## Data entries

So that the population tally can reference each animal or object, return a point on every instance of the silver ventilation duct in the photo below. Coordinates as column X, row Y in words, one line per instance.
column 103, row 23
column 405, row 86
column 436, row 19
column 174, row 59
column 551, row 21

## Written exercise
Render the rows above as a JSON list of strings, with one string for each line and blank lines omitted.

## Response
[
  "So that the population tally can reference each animal or object, return a point on every instance of the silver ventilation duct in the photo below. Coordinates as column X, row Y in words, one line per instance.",
  "column 103, row 23",
  "column 405, row 86",
  "column 436, row 19",
  "column 174, row 59",
  "column 551, row 21"
]